Consigna de trabajo 1: Reproduce literalmente el fragmento del texto sobre el sufrimiento futuro que empieza con las palabras que contienen "A cuántas personas" y termina con "seguridades más profundas.".
Consigna de trabajo 2:
Indica si cada afirmación concuerda con el texto sobre el sufrimiento futuro y responde sí o no, citando las palabras del texto que lo deciden.
(a) El texto presenta como una ventaja no poder saber con certeza lo que ocurrirá en el futuro.
(b) Según el texto, conocer con certeza los propios sufrimientos futuros suele traer calma interior.
(c) El texto menciona a los mártires cristianos que esperaban el suplicio tras su condena.
Consigna de trabajo 3: Escribe la continuación del texto sobre el miedo al sufrimiento futuro a partir de su última oración.

Texto proporcionado:
<<<<

Mientras tantos hombres sigan con apatía y frialdad, sin mover ni un dedo para corresponderle.
Una de las ventajas que solemos tener los hombres es que no podemos saber a ciencia cierta lo que nos ocurrirá en el futuro. Digo ventaja, ante el asombro de alguno, porque hay veces que de haber sabido con anterioridad lo que se nos venía encima, quizá nos habríamos caído muertos antes de tiempo.
A cuántas personas hemos escuchado afirmar que si hubieran sabido con antelación todo lo que les iba a ocurrir después, se lo hubieran pensado dos veces (o más) antes de tomar el rumbo que tomaron. O cuántos nos aseguran que de haber tenido noticia de lo que iban a sufrir, hubieran preferido incluso no haber estado ya vivos.
Aún así, en el horizonte de nuestra vida, a veces despunta certero, como nubarrón de tormenta, un infortunio o padecimiento que nos va a coger de lleno. Y, ¡cómo llega a inquietarse uno en esos momentos! Porque el conocer con certidumbre los propios sufrimientos futuros, suele levantar en el interior un oleaje de miedos y congojas que ponen a prueba el dique de nuestras seguridades más profundas.
Cuántos conocidos nuestros, al diagnosticárseles una enfermedad dolorosa e incurable, se tambalean o incluso se derrumban en su ánimo, viendo ante sí el derrotero de su ya breve y penosa existencia. O imaginemos, por un instante, cómo los mártires cristianos, tras una condena inicua, aguardaban el suplicio inminente. ¡Qué angustia mortal habrá atenazado el alma de algunos de ellos! ¡Qué aguda sería en otros la tentación del abandono tratando de estrangular su fe, su confianza y su amor!
Hay algo en lo más íntimo de cada hombre que se resiste rebelde ante un tormento cercano. ¡Cómo retrocede y se encoje el corazón humano ante el sufrimiento y el dolor que inexorables se avecinan!

>>>>

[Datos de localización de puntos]
<<<<

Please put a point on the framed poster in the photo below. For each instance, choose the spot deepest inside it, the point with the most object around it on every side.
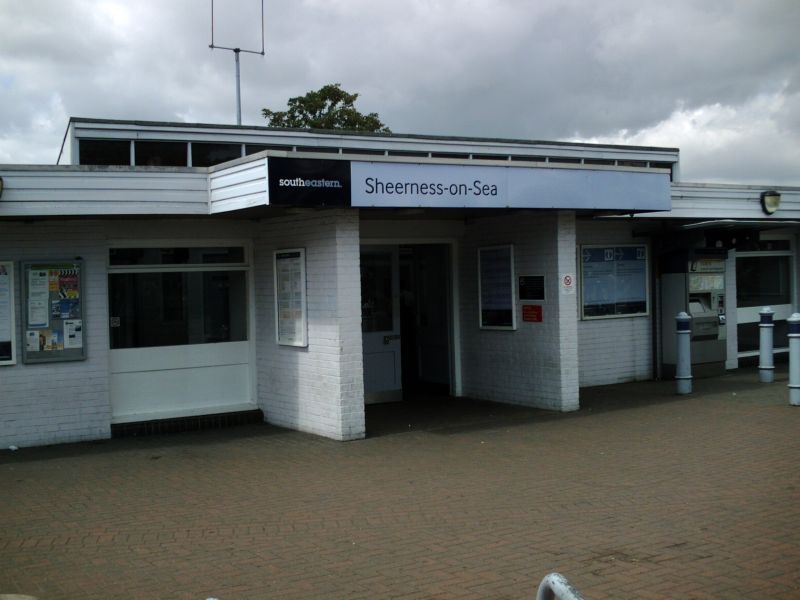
(614, 281)
(291, 318)
(53, 311)
(496, 287)
(8, 327)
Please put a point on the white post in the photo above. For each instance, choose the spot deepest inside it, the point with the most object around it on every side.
(683, 369)
(238, 90)
(766, 365)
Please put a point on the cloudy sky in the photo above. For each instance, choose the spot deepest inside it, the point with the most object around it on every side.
(720, 79)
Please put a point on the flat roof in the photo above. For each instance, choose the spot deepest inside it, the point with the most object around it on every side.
(376, 135)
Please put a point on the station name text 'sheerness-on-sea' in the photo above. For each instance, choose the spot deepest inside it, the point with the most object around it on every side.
(373, 185)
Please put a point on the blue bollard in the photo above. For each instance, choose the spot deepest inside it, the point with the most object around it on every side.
(766, 364)
(683, 369)
(794, 359)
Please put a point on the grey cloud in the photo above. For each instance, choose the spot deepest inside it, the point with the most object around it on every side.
(551, 69)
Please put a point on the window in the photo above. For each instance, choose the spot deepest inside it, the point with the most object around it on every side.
(206, 155)
(496, 287)
(177, 296)
(104, 152)
(613, 281)
(763, 281)
(161, 154)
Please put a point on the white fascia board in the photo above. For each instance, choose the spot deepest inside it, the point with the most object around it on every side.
(59, 191)
(727, 201)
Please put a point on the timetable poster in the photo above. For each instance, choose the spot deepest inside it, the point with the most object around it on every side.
(53, 312)
(290, 297)
(7, 327)
(496, 278)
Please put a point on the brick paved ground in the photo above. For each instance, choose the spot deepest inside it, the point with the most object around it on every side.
(640, 495)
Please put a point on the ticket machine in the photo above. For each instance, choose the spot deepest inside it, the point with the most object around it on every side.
(694, 281)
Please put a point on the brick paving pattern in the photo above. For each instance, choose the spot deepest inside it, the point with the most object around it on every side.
(641, 494)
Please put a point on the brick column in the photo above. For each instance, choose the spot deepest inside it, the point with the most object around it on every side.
(568, 314)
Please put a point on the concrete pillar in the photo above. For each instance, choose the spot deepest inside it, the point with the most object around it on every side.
(794, 359)
(766, 365)
(683, 371)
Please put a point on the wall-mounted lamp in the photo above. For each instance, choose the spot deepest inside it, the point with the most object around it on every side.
(770, 201)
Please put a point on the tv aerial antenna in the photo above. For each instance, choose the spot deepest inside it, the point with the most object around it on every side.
(236, 52)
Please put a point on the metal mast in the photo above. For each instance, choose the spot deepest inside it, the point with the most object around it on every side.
(236, 52)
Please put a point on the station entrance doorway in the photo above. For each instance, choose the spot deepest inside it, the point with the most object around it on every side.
(406, 321)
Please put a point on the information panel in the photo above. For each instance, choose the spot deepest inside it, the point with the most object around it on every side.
(291, 328)
(8, 346)
(496, 283)
(614, 281)
(53, 306)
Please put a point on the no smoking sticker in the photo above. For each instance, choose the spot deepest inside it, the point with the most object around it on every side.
(567, 283)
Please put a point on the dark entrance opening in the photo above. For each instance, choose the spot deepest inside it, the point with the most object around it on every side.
(425, 299)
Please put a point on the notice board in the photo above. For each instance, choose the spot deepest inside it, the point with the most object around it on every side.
(291, 326)
(8, 329)
(53, 305)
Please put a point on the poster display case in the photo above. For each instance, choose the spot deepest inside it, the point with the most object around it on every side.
(53, 304)
(8, 328)
(291, 320)
(496, 287)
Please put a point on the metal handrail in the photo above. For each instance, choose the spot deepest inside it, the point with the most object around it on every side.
(554, 586)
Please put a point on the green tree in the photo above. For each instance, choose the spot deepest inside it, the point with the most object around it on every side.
(329, 107)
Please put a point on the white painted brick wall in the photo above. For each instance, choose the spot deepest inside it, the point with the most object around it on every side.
(50, 403)
(613, 350)
(536, 365)
(318, 389)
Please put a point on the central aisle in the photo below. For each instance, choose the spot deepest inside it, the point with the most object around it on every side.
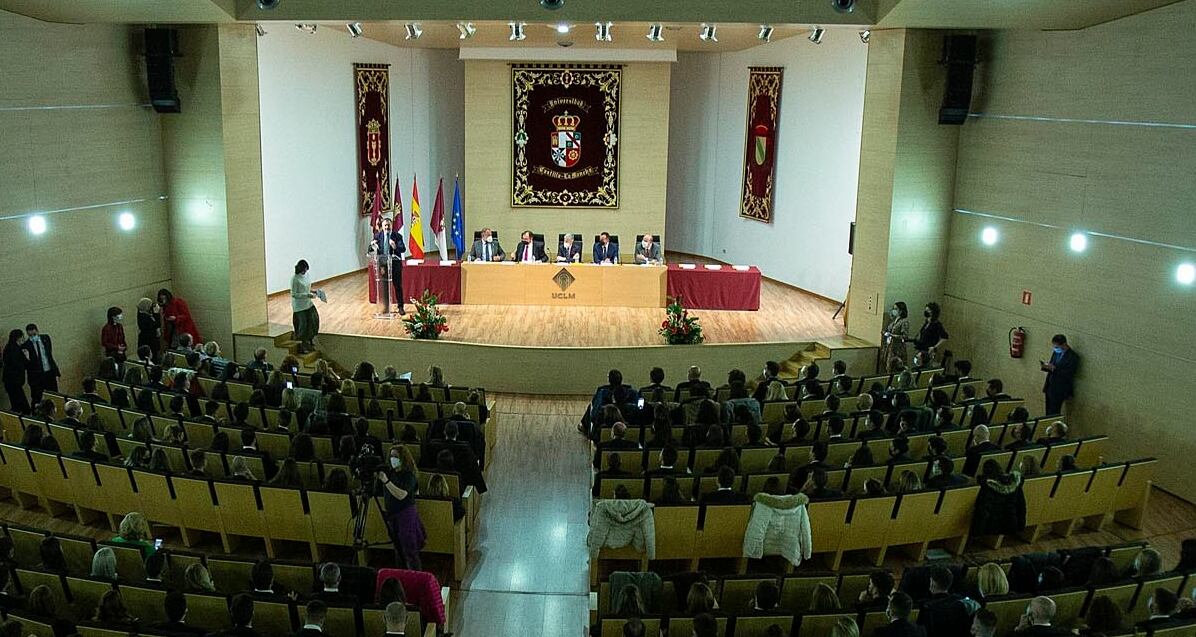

>>>>

Respuesta 1:
A cuántas personas hemos escuchado afirmar que si hubieran sabido con antelación todo lo que les iba a ocurrir después, se lo hubieran pensado dos veces (o más) antes de tomar el rumbo que tomaron. O cuántos nos aseguran que de haber tenido noticia de lo que iban a sufrir, hubieran preferido incluso no haber estado ya vivos.
Aún así, en el horizonte de nuestra vida, a veces despunta certero, como nubarrón de tormenta, un infortunio o padecimiento que nos va a coger de lleno. Y, ¡cómo llega a inquietarse uno en esos momentos! Porque el conocer con certidumbre los propios sufrimientos futuros, suele levantar en el interior un oleaje de miedos y congojas que ponen a prueba el dique de nuestras seguridades más profundas.

Respuesta 2:
(a) Sí: «Una de las ventajas que solemos tener los hombres es que no podemos saber a ciencia cierta lo que nos ocurrirá en el futuro».
(b) No: «el conocer con certidumbre los propios sufrimientos futuros, suele levantar en el interior un oleaje de miedos y congojas».
(c) Sí: «cómo los mártires cristianos, tras una condena inicua, aguardaban el suplicio inminente».

Respuesta 3:
Hace 2000 años, a las afueras de Jerusalén, un reservado huerto de olivos fue testigo silencioso de la agonía de un hombre que era, a su vez, Dios. El corazón de Jesucristo que hacía breves instantes había estallado inundando de amor el cenáculo y a los que en él se encontraban, aquella noche entre los olivos, experimentaba angustia y tristeza hasta el punto de morir.
Ahí estaba Cristo, caído rostro en tierra, vencido, aplastado por lo que le venía encima de sacrificio, de escarnio, de humillación, de traición, de soledad, de muerte. Ahí yacía, sumido en agonía por todo eso y por el peso de los pecados de la humanidad entera que grababa implacable sobre Él. También los tuyos y los míos. Todos. Trágica agonía la de Cristo, más que nada porque conocía la indiferencia y el desprecio de tantos que pasarían aquella tarde - y seguirían pasando hasta hoy -, ante su cuerpo crucificado, como ante un objeto cualquiera. Terrible agonía suya, sobre todo porque veía la aparente inutilidad de su cruenta inmolación para tantas almas - de entonces y de ahora - insensibles y cerradas a su amor. Eso fue y sigue siendo lo más duro de su calvario...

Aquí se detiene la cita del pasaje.